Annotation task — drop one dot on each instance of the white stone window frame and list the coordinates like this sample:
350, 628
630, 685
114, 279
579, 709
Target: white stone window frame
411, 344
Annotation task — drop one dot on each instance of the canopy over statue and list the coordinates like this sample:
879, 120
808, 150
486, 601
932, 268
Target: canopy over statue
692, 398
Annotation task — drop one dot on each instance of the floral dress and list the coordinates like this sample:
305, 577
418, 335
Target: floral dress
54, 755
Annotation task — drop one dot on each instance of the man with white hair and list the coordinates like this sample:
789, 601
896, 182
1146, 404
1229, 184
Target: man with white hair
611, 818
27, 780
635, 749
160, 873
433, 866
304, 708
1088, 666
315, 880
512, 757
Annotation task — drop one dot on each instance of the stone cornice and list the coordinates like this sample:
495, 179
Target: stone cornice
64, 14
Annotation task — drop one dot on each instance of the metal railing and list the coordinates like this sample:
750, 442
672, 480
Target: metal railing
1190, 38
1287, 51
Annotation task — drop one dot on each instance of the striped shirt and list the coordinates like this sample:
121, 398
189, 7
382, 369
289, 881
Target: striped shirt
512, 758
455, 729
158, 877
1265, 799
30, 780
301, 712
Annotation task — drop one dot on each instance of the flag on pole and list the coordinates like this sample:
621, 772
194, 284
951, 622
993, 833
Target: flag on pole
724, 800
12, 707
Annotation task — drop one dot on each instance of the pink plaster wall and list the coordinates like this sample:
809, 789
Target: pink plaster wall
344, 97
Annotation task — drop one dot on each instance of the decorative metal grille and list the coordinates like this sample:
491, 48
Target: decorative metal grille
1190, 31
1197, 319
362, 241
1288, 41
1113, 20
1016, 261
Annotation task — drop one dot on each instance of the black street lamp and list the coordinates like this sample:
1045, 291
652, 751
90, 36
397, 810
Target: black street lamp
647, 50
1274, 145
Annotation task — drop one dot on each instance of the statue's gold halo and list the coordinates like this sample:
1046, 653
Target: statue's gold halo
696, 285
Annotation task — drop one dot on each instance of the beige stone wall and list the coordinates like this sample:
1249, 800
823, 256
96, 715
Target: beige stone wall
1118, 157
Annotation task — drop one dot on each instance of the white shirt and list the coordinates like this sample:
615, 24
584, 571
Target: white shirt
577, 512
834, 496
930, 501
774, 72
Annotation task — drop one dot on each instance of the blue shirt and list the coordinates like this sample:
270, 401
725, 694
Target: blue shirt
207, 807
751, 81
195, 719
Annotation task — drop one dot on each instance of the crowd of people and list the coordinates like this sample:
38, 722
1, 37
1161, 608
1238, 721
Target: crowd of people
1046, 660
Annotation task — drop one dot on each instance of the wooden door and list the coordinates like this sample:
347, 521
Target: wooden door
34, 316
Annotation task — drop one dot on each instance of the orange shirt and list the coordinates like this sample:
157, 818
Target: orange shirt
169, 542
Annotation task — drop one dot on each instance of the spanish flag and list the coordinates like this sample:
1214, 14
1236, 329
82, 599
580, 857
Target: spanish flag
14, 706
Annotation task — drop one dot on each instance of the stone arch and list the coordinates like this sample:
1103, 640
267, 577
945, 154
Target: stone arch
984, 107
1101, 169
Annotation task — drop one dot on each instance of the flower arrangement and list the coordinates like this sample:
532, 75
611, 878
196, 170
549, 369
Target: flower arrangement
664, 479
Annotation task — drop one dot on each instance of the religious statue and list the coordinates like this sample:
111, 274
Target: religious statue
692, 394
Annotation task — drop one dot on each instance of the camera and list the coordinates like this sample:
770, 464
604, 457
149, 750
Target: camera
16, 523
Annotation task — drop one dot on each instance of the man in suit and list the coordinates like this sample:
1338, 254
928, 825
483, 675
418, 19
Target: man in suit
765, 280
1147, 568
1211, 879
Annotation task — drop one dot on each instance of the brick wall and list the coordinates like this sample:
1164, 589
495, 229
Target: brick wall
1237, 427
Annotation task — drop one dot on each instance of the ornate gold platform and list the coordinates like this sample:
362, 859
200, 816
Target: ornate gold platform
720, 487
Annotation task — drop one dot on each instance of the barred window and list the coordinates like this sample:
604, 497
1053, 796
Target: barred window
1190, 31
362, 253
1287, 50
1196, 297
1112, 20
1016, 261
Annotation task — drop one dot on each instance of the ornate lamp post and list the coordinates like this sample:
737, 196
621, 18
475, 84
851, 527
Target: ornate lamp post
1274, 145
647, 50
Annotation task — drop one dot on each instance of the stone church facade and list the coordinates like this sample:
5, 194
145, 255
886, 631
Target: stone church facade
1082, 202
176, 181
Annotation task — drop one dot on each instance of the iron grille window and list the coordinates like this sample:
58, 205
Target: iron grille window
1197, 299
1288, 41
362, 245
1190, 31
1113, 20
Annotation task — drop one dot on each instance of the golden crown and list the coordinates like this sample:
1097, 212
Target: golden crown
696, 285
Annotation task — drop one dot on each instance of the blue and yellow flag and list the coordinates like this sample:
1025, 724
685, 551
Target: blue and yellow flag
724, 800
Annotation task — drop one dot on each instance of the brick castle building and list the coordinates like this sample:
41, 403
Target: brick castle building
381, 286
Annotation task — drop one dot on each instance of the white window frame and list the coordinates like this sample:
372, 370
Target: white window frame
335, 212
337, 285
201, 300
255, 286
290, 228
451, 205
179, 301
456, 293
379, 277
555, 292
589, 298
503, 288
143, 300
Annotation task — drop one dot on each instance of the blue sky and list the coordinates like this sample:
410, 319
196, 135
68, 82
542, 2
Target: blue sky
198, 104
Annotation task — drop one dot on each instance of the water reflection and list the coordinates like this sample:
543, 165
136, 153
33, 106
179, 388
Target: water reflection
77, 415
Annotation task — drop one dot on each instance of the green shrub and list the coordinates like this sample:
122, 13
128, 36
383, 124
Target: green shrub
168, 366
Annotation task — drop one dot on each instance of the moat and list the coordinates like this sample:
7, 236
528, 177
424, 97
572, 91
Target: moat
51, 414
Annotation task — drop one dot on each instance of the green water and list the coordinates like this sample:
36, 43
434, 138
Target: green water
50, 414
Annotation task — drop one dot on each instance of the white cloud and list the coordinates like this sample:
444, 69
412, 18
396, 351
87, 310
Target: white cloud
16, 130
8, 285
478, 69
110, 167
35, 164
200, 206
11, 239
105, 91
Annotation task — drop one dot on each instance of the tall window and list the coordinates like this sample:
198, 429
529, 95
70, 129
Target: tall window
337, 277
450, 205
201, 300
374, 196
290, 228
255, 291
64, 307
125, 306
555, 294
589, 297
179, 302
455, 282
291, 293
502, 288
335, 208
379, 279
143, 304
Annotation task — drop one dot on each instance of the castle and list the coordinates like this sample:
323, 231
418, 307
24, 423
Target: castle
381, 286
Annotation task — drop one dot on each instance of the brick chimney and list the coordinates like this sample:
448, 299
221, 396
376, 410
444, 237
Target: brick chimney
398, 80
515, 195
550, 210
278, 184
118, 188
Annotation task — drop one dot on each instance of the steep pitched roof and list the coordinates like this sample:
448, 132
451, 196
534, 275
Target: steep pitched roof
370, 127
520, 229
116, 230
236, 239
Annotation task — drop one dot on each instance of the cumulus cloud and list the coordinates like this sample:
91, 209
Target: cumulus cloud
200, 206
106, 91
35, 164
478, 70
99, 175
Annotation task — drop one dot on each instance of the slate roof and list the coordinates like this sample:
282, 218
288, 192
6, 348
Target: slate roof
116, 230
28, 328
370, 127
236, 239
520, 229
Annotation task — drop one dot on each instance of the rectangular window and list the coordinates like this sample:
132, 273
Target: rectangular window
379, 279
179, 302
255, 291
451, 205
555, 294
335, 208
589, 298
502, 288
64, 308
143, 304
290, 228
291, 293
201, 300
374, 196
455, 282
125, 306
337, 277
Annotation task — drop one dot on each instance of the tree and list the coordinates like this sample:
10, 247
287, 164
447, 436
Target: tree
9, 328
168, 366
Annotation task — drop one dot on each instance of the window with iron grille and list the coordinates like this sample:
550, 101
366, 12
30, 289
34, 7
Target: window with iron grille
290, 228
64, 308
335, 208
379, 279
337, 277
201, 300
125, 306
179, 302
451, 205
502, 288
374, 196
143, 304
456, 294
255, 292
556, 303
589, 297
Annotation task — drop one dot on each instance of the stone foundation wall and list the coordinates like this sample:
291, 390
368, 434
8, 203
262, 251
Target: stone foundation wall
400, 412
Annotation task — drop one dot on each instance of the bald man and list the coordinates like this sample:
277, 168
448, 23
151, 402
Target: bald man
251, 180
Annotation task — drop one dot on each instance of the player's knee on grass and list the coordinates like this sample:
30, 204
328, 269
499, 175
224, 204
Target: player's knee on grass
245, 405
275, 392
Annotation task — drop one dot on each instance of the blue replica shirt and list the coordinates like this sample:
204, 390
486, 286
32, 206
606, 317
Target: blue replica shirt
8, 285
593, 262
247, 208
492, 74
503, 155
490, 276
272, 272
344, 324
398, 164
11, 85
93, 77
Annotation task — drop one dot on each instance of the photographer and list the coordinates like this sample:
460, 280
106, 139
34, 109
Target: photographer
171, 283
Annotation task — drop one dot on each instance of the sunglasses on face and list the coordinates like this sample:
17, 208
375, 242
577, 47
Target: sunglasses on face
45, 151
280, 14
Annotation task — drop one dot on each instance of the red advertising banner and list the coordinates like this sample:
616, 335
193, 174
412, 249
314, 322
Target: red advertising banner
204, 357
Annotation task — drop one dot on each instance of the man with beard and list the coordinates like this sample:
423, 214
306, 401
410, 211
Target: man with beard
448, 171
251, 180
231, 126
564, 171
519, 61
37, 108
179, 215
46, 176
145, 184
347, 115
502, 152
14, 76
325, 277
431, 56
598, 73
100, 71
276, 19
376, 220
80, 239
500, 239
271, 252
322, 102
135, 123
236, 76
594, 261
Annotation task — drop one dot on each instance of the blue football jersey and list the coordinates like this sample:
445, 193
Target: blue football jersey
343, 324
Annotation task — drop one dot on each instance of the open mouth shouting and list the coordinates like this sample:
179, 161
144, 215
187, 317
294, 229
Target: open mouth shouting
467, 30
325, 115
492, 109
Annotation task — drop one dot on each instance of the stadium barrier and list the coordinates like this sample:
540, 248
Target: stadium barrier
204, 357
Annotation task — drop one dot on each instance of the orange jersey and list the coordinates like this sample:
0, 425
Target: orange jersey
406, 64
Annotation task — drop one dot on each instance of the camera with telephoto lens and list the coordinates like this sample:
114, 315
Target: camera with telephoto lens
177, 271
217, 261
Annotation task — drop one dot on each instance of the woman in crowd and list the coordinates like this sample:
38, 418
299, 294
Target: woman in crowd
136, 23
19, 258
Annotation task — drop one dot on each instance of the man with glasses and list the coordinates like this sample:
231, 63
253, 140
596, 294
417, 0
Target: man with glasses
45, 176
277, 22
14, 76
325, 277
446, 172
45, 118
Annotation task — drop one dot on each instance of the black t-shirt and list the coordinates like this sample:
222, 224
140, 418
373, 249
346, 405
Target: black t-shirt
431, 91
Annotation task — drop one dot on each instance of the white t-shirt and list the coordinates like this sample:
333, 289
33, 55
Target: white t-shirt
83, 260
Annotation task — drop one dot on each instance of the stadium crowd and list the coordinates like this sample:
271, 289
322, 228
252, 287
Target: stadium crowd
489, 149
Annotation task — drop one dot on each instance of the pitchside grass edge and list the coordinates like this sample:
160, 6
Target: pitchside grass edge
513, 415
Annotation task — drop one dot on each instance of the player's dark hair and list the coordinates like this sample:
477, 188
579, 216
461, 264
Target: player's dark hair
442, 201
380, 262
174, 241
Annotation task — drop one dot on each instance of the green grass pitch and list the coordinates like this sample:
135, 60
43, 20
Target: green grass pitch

————————

For this exercise, the answer is the lines from the one containing "Target: white t-shirt" through the end of the listing above, reproduced exactly.

Target: white t-shirt
83, 260
Annotation task — drop one dot on each instance of the stadium crowd and list the coordinates like this sample:
271, 289
322, 228
252, 287
Target: stadium crowd
489, 149
Annotation task — drop one dot on each instance of the pitchside grass edge and list the coordinates like this sample:
160, 6
Target: pitchside grass edge
513, 415
Annotation task — drop one dot on each instance of the player's dark hair and list the coordinates like this sample:
477, 188
579, 216
461, 264
Target: player's dark hair
442, 201
380, 262
174, 241
Annotation task — drop one dot on each instance of the green grass pitch and list the coordinates like this sample:
135, 60
43, 20
Target: green grass pitch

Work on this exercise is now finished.